● **OBJECTIVE**: Present every line of the records below as a numbered list, leaving out any blank lines.

● **AVAILABLE DATA**:
———
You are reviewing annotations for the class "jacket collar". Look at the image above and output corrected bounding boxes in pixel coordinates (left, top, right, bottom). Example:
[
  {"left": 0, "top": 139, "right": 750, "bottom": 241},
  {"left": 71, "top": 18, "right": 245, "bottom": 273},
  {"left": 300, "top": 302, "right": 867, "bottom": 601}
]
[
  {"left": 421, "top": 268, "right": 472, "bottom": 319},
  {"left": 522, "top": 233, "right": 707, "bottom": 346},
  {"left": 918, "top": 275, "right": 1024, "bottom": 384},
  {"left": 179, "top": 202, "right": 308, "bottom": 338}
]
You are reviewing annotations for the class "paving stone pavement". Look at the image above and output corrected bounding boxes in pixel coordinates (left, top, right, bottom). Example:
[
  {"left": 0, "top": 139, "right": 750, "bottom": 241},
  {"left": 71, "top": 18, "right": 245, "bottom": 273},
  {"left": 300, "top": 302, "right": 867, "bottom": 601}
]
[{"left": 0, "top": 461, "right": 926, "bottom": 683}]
———
● **PROBLEM SOLUTION**:
1. You are reviewing annotations for the class "jacket collar". Look at the image above and output corrected bounding boxes in pixel coordinates (left, top, right, bottom). Example:
2. [
3.   {"left": 0, "top": 139, "right": 750, "bottom": 241},
4.   {"left": 71, "top": 18, "right": 245, "bottom": 273},
5.   {"left": 300, "top": 302, "right": 867, "bottom": 601}
6. ]
7. [
8.   {"left": 421, "top": 268, "right": 472, "bottom": 319},
9.   {"left": 522, "top": 233, "right": 707, "bottom": 346},
10.   {"left": 918, "top": 275, "right": 1024, "bottom": 384},
11.   {"left": 179, "top": 202, "right": 308, "bottom": 338}
12. ]
13. You are reviewing annotations for the class "paving stone pavement". Look at the image above and output corrected bounding boxes in pixel coordinates (left, top, right, bottom). Example:
14. [
15.   {"left": 0, "top": 139, "right": 750, "bottom": 241},
16.   {"left": 71, "top": 18, "right": 245, "bottom": 273},
17.   {"left": 300, "top": 302, "right": 867, "bottom": 601}
18. ]
19. [{"left": 0, "top": 461, "right": 926, "bottom": 683}]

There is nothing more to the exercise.